## Задание 1
Перескажите кратко в виде списка абзац из приведенного ниже отрывка о Выговском, который начинается словами «Кроме уровня народного возмущения», сохранив его основные факты.

___ Исходный отрывок

Гопакиада - Страница 10
Кроме уровня народного возмущения. Как бы талантлив и опытен ни был Иван Евстафьевич, не было у него той звериной – «ельцинской», что ли, – интуиции, которой в полной мере был наделен Хмельницкий и которая делает человека не просто лидером по должности, а вождем народа, способным в переломные моменты истории улавливать малейшие колебания настроений масс, оседлывать их и всегда оставаться на гребне. К бунту он был готов. Но вот что бунт окажется настолько масштабным, а тем более что от него, такого предусмотрительного, казалось бы, оседлавшего удачу, начнет бежать старшина, хорошо осведомленная о преференциях, определенных ей Гадячским договором, предвидеть не сумел. И что уход «москалей» никак не разрядит ситуацию, что горожане, которым он подчеркнуто покровительствовал, щедро раздавая «привилеи», станут закрывать перед ним ворота, что мобилизация казаков если кое-как и пойдет, то лишь под угрозой децимаций, что, наконец, реестровые, услышав на Гармановской Раде о своем грядущем шляхетстве, которым они обязаны лично ему, Выговскому, поднимут докладчиков на копья, – к этому тоже вряд ли был готов. А потому заметался.

______

## Задание 2
Покажите все строки листинга, в которых встречается слово «military».

___ Исходный листинг

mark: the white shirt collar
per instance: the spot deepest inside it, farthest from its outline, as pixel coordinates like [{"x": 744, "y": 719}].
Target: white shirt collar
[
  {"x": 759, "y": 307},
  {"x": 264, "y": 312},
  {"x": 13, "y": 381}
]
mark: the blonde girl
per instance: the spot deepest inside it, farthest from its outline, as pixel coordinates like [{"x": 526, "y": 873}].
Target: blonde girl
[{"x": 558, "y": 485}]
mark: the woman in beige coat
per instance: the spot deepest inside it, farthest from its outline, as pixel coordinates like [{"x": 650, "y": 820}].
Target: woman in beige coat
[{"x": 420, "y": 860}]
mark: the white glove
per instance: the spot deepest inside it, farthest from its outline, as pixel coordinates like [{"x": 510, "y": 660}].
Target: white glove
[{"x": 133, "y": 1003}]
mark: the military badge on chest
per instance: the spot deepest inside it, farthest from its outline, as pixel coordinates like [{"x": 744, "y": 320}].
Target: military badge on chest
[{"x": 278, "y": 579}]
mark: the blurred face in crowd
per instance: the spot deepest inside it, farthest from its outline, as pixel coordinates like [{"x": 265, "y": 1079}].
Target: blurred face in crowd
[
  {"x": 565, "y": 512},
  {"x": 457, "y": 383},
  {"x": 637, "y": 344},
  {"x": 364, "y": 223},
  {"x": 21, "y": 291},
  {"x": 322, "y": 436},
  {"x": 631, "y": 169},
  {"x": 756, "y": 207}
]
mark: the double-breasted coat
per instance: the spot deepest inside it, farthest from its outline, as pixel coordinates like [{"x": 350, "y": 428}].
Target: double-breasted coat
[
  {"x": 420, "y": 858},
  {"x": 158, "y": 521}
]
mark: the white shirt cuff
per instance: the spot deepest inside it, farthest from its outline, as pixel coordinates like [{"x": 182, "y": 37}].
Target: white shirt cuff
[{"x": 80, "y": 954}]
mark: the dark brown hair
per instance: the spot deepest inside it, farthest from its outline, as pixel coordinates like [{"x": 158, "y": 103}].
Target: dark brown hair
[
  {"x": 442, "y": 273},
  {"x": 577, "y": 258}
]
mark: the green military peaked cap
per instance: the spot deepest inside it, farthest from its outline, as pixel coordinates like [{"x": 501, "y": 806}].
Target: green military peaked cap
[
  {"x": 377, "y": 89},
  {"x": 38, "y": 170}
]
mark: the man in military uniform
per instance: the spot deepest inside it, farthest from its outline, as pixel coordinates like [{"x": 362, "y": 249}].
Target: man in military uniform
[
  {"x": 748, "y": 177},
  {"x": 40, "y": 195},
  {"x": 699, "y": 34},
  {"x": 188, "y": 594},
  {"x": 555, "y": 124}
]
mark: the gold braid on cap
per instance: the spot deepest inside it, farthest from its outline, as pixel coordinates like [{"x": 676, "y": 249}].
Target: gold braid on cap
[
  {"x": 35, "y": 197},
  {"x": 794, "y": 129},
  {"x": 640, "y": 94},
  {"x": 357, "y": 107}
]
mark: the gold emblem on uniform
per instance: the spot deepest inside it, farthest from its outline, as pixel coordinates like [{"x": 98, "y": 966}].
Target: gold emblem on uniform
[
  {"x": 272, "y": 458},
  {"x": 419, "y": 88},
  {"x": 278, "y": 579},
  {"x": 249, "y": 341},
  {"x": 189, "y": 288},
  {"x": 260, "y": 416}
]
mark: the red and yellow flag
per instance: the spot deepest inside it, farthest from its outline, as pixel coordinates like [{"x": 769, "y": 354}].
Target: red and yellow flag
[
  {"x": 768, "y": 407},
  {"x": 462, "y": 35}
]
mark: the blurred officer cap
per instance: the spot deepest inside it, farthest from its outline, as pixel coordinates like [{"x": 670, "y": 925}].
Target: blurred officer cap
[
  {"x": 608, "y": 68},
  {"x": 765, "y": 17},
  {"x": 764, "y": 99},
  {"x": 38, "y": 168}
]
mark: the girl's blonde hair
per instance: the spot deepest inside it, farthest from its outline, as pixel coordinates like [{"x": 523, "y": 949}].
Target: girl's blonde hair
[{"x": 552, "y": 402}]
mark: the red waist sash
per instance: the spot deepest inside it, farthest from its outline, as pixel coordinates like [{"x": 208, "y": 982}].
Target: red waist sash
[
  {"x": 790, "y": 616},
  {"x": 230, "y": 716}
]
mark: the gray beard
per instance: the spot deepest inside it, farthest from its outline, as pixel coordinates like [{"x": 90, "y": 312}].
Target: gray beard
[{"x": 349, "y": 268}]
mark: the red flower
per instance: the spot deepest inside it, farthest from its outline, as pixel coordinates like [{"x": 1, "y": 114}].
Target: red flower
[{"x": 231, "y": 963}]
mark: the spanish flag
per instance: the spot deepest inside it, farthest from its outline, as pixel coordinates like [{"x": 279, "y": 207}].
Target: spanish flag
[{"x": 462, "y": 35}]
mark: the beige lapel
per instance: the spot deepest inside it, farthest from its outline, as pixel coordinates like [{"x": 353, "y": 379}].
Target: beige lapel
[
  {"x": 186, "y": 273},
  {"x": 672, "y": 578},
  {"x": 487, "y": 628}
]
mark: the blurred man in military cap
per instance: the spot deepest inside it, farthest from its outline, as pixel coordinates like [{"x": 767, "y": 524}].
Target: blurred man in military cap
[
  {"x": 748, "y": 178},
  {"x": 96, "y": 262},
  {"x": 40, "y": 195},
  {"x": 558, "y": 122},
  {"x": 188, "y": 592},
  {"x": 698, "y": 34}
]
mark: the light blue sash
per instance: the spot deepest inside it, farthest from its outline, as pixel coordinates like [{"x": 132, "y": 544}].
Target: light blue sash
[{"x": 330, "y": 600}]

______

## Результат 1
- Иван Евстафьевич Выговский, при всем таланте и опыте, не обладал «звериной» интуицией Хмельницкого, позволяющей вождю народа улавливать настроения масс.
- К бунту он был готов, но не предвидел ни его масштаба, ни того, что от него начнет бежать старшина, хотя Гадячский договор давал ей преференции.
- Он не ожидал, что уход «москалей» не разрядит ситуацию.
- Горожане, которым он покровительствовал и раздавал «привилеи», стали закрывать перед ним ворота.
- Мобилизация казаков шла лишь под угрозой децимаций.
- Реестровые на Гармановской Раде, услышав о своем грядущем шляхетстве, подняли докладчиков на копья.
- Не будучи готовым ко всему этому, Выговский заметался.

## Результат 2
mark: the military badge on chest
Target: military badge on chest
mark: the green military peaked cap
Target: green military peaked cap
mark: the man in military uniform
Target: man in military uniform
mark: the blurred man in military cap
Target: blurred man in military cap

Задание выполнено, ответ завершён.